[Opening TEXT SECTION section]

Photo by Tham KC
“Isn’t he adorable? We just got him this week, and he’s already had all of his shots.”
Yes, the new pup is adorable, but he’s only nine weeks old, so it’s not possible for him to have had all of his shots. He is still at risk of contracting serious canine viral infections, the most notable being parvo and distemper. Both of these can be fatal and also transmitted to other young dogs.
The breeder may have thought that giving this pup two or three vaccinations between six and nine weeks old, when the pup goes to his new family, will somehow protect him better and be more convenient for the new owners. Unfortunately, nothing could be further from the truth because of the very nature of how vaccines work.
Right after birth, the pup would have ingested colostrum from his mother’s milk while nursing. Colostrum is full of antibodies against diseases like distemper and parvo. The puppy cannot make his own antibodies at this early stage in life, so his mother’s antibodies (maternal antibodies) are giving him temporary protection while he nurses. These maternal antibodies circulate for a number of weeks protecting the pup and gradually diminish to the point of being ineffective. The precise time they become ineffective is unknown and varies for each pup.
By the time the mother’s antibodies are gone, ideally the pup would be larger and strong enough to have started generating his own antibodies when exposed to a vaccination. The precise time the maternal antibodies are gone and the time when the pup can generate his own antibodies when vaccinated are not known. If we vaccinate too early, the maternal antibodies will render the vaccine useless. If we wait too long, the pup is vulnerable to the virus and can get ill from it.

[Closing TEXT SECTION section]
[Opening SOURCE MATERIAL section]

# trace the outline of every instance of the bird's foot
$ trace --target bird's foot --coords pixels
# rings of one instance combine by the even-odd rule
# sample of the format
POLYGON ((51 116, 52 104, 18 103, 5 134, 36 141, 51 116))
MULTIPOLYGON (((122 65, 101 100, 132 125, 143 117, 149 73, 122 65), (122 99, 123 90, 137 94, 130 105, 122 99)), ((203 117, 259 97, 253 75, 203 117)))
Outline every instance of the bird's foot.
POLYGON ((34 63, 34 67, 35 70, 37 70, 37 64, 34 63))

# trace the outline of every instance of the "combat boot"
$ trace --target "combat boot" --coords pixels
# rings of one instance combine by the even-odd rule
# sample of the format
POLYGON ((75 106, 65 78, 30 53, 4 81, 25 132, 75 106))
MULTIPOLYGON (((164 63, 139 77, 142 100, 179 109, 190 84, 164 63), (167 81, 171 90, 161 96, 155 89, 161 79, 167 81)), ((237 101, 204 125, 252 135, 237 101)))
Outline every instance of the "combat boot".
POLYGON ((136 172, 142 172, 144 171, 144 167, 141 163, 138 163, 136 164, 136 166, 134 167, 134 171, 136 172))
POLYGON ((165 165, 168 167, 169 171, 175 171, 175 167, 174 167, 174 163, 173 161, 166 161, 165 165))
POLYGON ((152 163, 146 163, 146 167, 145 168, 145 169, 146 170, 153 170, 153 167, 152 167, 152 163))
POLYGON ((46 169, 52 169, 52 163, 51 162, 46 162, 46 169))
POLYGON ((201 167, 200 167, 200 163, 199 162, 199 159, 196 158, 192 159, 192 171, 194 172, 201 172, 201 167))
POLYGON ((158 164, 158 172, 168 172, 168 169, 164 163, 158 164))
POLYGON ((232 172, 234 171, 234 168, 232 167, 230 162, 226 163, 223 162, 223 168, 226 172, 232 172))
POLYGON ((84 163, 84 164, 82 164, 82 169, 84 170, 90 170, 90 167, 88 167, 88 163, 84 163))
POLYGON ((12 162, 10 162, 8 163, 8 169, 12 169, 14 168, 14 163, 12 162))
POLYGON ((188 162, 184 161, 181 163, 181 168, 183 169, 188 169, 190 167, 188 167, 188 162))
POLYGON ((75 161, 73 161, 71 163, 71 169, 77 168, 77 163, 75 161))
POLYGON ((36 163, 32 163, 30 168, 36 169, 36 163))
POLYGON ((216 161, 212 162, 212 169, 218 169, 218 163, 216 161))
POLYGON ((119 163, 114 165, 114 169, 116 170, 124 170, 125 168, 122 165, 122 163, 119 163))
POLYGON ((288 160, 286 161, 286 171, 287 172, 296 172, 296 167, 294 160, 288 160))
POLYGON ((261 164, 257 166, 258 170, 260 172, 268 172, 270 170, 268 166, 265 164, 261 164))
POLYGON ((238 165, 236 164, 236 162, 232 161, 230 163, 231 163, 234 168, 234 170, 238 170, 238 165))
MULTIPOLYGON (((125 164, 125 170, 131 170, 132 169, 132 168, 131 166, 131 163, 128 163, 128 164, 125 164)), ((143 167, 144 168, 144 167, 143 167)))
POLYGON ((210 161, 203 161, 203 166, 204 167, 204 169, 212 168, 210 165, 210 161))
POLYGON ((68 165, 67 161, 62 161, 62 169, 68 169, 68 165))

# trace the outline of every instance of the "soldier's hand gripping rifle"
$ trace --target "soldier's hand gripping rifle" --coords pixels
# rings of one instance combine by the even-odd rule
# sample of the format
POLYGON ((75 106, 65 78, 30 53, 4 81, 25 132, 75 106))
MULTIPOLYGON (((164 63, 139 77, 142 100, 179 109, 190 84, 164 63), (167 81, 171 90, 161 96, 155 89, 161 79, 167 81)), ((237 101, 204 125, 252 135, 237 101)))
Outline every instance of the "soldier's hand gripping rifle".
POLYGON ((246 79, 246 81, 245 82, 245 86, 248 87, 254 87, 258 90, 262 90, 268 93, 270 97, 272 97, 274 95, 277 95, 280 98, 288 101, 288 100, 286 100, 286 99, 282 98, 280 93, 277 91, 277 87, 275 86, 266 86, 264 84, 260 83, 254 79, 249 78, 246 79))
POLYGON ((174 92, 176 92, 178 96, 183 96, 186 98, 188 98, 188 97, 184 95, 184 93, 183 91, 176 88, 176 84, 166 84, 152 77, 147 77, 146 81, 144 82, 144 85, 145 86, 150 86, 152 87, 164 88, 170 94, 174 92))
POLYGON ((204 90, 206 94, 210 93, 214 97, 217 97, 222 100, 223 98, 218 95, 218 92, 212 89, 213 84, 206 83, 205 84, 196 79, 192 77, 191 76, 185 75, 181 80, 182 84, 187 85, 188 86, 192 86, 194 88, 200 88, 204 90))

[Closing SOURCE MATERIAL section]

EXERCISE GOAL: Continue the article on puppy vaccinations and maternal antibodies from its last sentence.

RESPONSE AREA:
To get around this, we give the vaccines in a series every three to four weeks, starting at 8 weeks of age and ending at 16 weeks of age. This means a puppy will get three sets of vaccines by the time it is 16 weeks of age. It is okay to give the vaccines prior to 8 weeks of age, but the series starting at 8 weeks of age and going until 16 weeks of age is the only way to ensure protection.
From the moment a vaccine is given until a puppy’s body produces a full complement of antibodies to that virus can take up to 10 days. The pup is potentially vulnerable to a virus while the vaccine is slowly ramping up antibody production. During this same time, even though this is an important socialization time for a pup, excess exposure to dog parks and other areas where dogs gather, along with the feces of any dog, should be kept to a minimum.
Vaccines can only perform their magic if the puppy is healthy, free of internal parasites (worms), has no other disease process at the same time, is given good nutrition, and is given lots of TLC. These reasons along with improper transportation, storage and administration of vaccines are why a pup that has been vaccinated comes down with the disease the vaccine was intended to prevent.